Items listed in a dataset
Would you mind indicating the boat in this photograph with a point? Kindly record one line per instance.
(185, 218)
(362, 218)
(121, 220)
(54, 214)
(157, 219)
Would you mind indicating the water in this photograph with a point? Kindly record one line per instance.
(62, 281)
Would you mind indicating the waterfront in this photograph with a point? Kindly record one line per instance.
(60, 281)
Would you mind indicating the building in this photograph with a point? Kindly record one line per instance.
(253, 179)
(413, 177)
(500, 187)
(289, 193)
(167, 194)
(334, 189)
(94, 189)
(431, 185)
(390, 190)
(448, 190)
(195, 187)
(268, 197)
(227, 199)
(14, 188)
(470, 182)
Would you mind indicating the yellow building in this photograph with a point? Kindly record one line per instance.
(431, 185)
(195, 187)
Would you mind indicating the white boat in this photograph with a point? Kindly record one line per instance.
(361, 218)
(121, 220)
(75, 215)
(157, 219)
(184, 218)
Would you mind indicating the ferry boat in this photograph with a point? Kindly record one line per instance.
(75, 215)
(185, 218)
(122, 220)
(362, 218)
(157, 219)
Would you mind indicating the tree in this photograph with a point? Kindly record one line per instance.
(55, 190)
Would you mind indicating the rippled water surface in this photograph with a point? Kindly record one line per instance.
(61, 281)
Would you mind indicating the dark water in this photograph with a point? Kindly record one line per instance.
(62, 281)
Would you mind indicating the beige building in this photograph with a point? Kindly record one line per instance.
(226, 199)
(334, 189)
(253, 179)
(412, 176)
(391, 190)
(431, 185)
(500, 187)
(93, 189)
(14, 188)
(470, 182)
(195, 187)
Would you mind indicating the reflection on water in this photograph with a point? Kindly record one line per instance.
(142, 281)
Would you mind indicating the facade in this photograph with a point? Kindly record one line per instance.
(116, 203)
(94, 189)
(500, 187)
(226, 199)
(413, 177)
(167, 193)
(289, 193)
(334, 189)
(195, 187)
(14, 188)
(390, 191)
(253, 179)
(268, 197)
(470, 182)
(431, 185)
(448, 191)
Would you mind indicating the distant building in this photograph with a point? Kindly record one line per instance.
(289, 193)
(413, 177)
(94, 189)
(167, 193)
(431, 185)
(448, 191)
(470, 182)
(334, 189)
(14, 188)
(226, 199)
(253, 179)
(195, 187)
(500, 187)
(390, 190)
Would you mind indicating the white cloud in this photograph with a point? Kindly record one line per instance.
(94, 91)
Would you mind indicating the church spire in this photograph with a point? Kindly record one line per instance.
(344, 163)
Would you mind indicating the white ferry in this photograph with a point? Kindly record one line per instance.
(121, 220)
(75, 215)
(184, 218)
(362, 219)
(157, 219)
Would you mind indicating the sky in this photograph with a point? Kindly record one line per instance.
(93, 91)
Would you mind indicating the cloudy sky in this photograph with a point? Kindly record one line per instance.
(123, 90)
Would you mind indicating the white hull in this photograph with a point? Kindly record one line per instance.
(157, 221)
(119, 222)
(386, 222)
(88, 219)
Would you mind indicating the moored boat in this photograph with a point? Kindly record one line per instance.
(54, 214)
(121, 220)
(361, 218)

▶ Required action: Send back each record exactly, and include them all.

▶ Answer box:
Would you mind indicating the boat in this photograph with a point? Kindly record one line per instance.
(185, 218)
(362, 218)
(121, 220)
(54, 214)
(157, 219)
Would you mind indicating the water in this photograph with a point? Kindly record one line per instance.
(62, 281)
Would you mind indicating the waterfront in this photograph with a point? Kindly record one line per instance.
(60, 281)
Would you mind indicating the building in this photograph with a point? Kindly record one line per instance.
(253, 179)
(413, 177)
(500, 187)
(289, 193)
(167, 194)
(334, 189)
(94, 189)
(431, 185)
(390, 190)
(448, 190)
(195, 187)
(268, 197)
(227, 199)
(14, 188)
(470, 182)
Would you mind indicating the yellow building in this photograph with a point? Kindly record one line per instance.
(431, 185)
(195, 187)
Would you mind indicating the white boat in this photograph with a point? Kindly record one line per instance.
(361, 218)
(121, 220)
(75, 215)
(157, 219)
(184, 218)
Would you mind indicating the ferry boat in this photograph with a point? Kindly record one line per instance.
(75, 215)
(185, 218)
(122, 220)
(362, 218)
(157, 219)
Would you mind indicating the tree in this photograph with a point? Kindly record one line per instance.
(55, 190)
Would you mind indicating the rippled water surface in this photograph with a point? Kindly record one line per instance.
(61, 281)
Would you mind indicating the dark water in this photograph with a point? Kindly record one line per instance.
(62, 281)
Would you mind indicating the beige building in this photograph with a point? Kindly record one line per instance.
(226, 199)
(334, 189)
(253, 179)
(412, 176)
(391, 190)
(431, 185)
(500, 187)
(93, 189)
(14, 188)
(470, 182)
(195, 187)
Would you mind indicating the reflection on water in this photograph with a point? Kindly record one line per instance.
(142, 281)
Would you mind indicating the facade in this photograph with a point? Kindly record one line per instance.
(116, 203)
(94, 189)
(500, 187)
(226, 199)
(413, 177)
(167, 193)
(289, 193)
(334, 189)
(195, 187)
(14, 188)
(390, 191)
(253, 179)
(268, 197)
(470, 182)
(431, 185)
(448, 191)
Would you mind indicating the distant building in this photograph with a point? Kindly record one line per instance.
(289, 193)
(413, 177)
(94, 189)
(167, 193)
(431, 185)
(448, 191)
(470, 182)
(334, 189)
(14, 188)
(226, 199)
(253, 179)
(195, 187)
(500, 187)
(390, 190)
Would you mind indicating the white cloud in this photograph with a point? Kindly record one line per instance.
(94, 91)
Would you mind indicating the church spire in this photograph with a point? Kindly record one line per instance.
(344, 163)
Would you mind indicating the white ferry in this photograph with a point? Kindly record one line per instance.
(121, 220)
(75, 215)
(184, 218)
(362, 219)
(157, 219)
Would you mind indicating the sky in this photograph with a point? Kindly record one line per instance.
(93, 91)
Would you mind indicating the cloudy sky in this photograph with a point? Kindly record one line per instance.
(123, 90)
Would you mind indicating the white hull in this photograph with a point? Kindly record one line per instance.
(157, 221)
(119, 222)
(386, 222)
(88, 219)
Would you mind indicating the moored boat in this photograph with a point? Kindly record one line per instance.
(54, 214)
(121, 220)
(361, 218)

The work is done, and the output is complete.